> _Problem to solve_
Can you echo the lines between the one holding "Provide the polygon" and the one holding "The layout appears", inclusive, exactly as they appear?

Recorded data
## START
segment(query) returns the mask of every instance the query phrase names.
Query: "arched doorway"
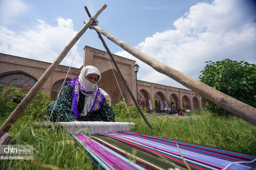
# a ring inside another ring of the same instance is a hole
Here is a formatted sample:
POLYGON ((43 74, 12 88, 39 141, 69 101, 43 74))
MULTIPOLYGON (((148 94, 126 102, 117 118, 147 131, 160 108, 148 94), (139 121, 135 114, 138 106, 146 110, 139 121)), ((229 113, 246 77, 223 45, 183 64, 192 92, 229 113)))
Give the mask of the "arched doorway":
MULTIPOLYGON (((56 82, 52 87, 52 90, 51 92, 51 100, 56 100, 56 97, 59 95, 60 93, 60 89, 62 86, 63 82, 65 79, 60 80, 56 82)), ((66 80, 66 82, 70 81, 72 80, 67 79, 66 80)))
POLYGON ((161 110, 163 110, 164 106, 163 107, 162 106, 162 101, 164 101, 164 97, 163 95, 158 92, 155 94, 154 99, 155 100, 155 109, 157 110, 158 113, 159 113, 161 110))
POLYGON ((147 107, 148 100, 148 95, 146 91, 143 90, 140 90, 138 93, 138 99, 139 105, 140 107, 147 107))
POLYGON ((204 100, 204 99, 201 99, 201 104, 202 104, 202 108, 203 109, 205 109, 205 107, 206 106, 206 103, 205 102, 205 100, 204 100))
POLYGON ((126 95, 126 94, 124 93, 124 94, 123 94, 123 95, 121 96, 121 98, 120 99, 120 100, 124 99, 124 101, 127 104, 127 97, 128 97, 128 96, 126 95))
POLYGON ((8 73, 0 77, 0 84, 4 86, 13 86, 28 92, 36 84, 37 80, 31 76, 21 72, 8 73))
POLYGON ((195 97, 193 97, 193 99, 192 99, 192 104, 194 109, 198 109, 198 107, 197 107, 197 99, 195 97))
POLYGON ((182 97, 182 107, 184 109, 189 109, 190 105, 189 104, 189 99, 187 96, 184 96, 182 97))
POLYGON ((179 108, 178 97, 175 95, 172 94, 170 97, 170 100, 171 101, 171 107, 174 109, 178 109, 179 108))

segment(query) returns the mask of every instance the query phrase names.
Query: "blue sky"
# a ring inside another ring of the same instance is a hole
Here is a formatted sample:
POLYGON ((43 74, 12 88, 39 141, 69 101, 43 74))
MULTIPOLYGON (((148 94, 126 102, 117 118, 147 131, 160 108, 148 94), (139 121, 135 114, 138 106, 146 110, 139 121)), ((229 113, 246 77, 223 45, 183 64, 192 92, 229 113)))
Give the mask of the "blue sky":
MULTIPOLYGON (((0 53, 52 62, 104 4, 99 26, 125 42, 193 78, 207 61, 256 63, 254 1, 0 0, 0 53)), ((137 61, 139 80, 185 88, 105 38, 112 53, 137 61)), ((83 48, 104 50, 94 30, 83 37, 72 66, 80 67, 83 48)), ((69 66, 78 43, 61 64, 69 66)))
## END
## START
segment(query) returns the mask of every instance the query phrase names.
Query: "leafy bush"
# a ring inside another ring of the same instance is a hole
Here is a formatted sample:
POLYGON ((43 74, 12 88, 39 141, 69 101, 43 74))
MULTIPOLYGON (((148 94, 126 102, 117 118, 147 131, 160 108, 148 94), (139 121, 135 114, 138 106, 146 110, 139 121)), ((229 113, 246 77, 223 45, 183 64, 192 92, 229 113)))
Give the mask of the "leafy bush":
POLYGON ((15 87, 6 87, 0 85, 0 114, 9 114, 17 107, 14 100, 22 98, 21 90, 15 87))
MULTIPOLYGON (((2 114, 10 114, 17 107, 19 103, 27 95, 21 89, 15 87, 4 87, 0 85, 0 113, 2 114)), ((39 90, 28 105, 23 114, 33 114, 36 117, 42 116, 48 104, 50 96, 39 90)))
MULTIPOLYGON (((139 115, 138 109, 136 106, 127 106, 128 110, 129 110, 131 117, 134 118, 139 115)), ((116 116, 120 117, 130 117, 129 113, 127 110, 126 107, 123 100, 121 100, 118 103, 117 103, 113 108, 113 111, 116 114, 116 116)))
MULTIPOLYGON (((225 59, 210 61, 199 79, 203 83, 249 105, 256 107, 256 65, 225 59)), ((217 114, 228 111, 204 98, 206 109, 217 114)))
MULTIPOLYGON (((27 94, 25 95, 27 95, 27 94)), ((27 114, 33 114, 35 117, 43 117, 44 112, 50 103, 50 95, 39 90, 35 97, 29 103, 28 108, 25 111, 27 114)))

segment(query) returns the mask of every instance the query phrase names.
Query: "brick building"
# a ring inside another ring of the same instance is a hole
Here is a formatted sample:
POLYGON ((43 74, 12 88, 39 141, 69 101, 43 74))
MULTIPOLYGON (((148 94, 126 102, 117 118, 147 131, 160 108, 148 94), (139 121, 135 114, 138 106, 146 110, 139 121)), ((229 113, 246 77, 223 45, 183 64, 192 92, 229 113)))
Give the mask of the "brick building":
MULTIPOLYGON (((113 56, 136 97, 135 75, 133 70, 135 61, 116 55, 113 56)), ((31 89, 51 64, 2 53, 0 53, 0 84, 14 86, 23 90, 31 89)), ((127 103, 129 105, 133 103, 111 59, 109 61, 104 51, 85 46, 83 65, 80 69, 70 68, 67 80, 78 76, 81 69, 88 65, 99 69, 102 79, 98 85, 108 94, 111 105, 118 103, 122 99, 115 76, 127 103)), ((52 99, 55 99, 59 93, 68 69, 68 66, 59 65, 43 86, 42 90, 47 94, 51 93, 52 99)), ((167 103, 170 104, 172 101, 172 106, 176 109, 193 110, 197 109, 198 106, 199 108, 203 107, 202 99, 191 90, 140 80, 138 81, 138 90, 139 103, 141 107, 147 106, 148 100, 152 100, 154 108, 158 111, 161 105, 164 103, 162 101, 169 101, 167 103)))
## END
## START
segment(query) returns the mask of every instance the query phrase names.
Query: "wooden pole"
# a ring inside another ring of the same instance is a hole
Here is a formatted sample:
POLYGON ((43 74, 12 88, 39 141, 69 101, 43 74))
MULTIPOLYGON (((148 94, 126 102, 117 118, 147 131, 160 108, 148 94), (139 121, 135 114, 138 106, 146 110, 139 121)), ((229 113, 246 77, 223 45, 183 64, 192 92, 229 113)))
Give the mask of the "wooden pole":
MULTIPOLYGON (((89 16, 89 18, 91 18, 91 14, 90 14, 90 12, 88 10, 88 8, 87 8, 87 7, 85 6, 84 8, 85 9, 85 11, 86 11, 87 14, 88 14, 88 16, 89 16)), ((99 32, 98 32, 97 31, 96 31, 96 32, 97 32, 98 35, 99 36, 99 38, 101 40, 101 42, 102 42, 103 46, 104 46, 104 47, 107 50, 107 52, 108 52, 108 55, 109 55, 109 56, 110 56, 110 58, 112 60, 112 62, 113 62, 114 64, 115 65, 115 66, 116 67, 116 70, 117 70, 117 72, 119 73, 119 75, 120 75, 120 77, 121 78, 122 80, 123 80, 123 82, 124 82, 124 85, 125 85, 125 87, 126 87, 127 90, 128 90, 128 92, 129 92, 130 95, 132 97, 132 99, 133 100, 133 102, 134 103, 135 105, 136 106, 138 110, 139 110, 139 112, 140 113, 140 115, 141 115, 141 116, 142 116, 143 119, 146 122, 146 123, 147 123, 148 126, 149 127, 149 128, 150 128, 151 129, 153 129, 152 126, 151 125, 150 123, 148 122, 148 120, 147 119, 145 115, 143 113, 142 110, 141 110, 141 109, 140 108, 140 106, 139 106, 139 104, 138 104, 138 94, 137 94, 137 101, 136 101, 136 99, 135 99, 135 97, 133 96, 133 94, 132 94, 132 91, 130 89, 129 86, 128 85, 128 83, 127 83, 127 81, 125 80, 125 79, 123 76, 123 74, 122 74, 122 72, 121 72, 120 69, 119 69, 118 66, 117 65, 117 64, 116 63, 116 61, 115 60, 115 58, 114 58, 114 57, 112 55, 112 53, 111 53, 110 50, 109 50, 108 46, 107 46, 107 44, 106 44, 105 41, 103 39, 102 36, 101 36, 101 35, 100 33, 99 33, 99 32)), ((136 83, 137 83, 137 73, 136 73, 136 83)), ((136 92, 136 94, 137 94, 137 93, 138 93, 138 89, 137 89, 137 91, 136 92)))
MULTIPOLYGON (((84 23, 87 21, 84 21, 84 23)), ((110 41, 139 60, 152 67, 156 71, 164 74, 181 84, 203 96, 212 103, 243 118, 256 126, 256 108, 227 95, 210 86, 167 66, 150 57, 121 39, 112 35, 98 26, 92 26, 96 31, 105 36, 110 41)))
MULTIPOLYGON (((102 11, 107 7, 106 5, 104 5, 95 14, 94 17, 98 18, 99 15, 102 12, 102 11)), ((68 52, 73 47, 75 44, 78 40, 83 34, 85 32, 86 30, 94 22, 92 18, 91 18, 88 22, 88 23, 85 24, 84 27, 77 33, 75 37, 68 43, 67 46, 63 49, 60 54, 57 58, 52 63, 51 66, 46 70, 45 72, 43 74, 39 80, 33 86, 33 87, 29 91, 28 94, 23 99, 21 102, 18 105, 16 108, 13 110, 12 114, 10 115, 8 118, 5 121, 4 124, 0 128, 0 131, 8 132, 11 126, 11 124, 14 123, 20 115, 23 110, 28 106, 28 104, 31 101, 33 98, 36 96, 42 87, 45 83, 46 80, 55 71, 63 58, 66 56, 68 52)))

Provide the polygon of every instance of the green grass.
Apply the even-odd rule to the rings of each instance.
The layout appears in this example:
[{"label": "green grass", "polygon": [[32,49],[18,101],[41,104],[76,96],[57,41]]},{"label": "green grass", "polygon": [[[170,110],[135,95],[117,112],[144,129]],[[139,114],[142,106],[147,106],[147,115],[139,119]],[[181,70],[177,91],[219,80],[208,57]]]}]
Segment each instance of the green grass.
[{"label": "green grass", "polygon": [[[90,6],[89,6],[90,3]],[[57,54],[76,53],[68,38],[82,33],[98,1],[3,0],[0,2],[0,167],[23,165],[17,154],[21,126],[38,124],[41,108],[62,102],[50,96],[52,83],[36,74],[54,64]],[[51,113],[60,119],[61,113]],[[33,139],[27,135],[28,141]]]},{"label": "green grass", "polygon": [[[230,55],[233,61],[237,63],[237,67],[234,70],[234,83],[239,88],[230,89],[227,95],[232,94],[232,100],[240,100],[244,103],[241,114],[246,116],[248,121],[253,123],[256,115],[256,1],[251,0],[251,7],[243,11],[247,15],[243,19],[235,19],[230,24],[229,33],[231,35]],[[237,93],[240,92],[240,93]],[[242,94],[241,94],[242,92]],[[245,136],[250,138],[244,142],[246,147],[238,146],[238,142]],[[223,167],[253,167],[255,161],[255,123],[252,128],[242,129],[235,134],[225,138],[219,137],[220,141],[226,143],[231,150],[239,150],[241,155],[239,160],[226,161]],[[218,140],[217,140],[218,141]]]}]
## END
> _Final result_
Provide the polygon of every instance of the green grass.
Apply the even-odd rule to the rings of each instance.
The layout appears in this example:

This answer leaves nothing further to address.